▶ [Provided passage]
On 11/29/2013 2:14 PM, Claudio Freire wrote:

Shorewall is an iptables frontend. I don't see how that makes iptables
not a firewall.
Iptables are a load of bricks. What you build with it is
entirely based upon configuration. Unconfigured, iptables does
nothing. The firewall functionality is entirely based in how you
configure it.

Well, firing up yast and turning it off isn't rocket science, but
sure, an option somewhere on the advanced install procedure couldn't
How would they know it is on or where to go to turn it off if
they were new to OpenSuse?

Barring malfunction, if they don't know, they don't need to.
Two strikes -- we've already had a malfunction which is what
the base note was about. And second on principle. SW always has bugs,
especially lightly tested or untested SW.

If there's a malfunction (or misconfiguration), filing a bug report is
what's needed.
No. I've filed many bug reports and had them thrown in my face
as my "whatever" policy not being supported. They make any changes in
the firewall, they'll be likely told it isn't supported.

This also goes back to them having the knowledge you assume.
You assume they know the cause, you assume they know how to file bugs,
you assume they are even CAPABLE of filing a bug. I doubt my parents
would have the first clue.

In any case, turning it off isn't.

Simple beats complex.

Um again, difference between installing it on, or installing pre-
configured & off.

Pre-configured and off leaves the majority of the install base unprotected.
This is after they've been asked at install time if they want it
or not -- you are assuming the majority picks to not install it. If that
is the case, you are forcing your protection mechanism on them. You are
providing a good reason for not doing any automated installs or upgrades,
nor using a OS built kernel. If they don't know about it, it won't hurt
them. That is a very bad precedent.

Ie: regular users, and that includes many developers, anyone not
specialized in linux security in fact, don't really know how to
configure something like AppArmor or SELinux, and if they know, they
don't want to have to spend the time to do it on every installation.
Well, firing up yast and turning it ON isn't rocket science...

Only if it comes pre-configured. Otherwise, it is, since it implies
building the profiles.
Pre-configured and "by choice" is how suse firewall was configured
for years. I wouldn't call that worthless.

Well, it's a tradeoff. Security of oblivious users wins IMNSHO.
The basis of a a people-ruled government is that the people
are informed. You are making it clear that you are for a "benevolent
dictator" approach. The ends justifies the means. Historically,
that has not turned out well.

As always in security, you're quite naive[0] (I just googled that, I
make no claims about its content).

As always? Proof? Evidence? Claims w/o proof are commonly called marketing,
advertising or propaganda.

Anecdotal evidence is not a representative sample.

If that were the case, it'd only be because security in linux is taken
seriously and by default.
What you propose (making it off by default), is the exact opposite.
If it has always been taken seriously, then you are saying
AppArmor wasn't needed.

▶ [Work required] In the firewall discussion, what is Shorewall described as? The items are not needed here.

▶ [Dataset records]
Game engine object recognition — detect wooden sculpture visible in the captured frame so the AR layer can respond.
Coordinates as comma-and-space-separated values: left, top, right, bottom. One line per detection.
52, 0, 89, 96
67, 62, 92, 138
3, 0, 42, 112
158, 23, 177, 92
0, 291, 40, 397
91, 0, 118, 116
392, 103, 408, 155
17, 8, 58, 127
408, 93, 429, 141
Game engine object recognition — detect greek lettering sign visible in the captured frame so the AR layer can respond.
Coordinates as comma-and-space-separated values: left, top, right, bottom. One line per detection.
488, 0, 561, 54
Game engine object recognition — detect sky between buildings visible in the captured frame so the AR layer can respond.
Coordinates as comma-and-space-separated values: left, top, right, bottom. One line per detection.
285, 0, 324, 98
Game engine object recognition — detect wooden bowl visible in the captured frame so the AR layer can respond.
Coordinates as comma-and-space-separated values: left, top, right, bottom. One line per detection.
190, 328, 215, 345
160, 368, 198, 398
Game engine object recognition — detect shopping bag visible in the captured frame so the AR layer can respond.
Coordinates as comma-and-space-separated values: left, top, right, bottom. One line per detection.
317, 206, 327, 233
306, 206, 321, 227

▶ [Exercise output] An iptables frontend.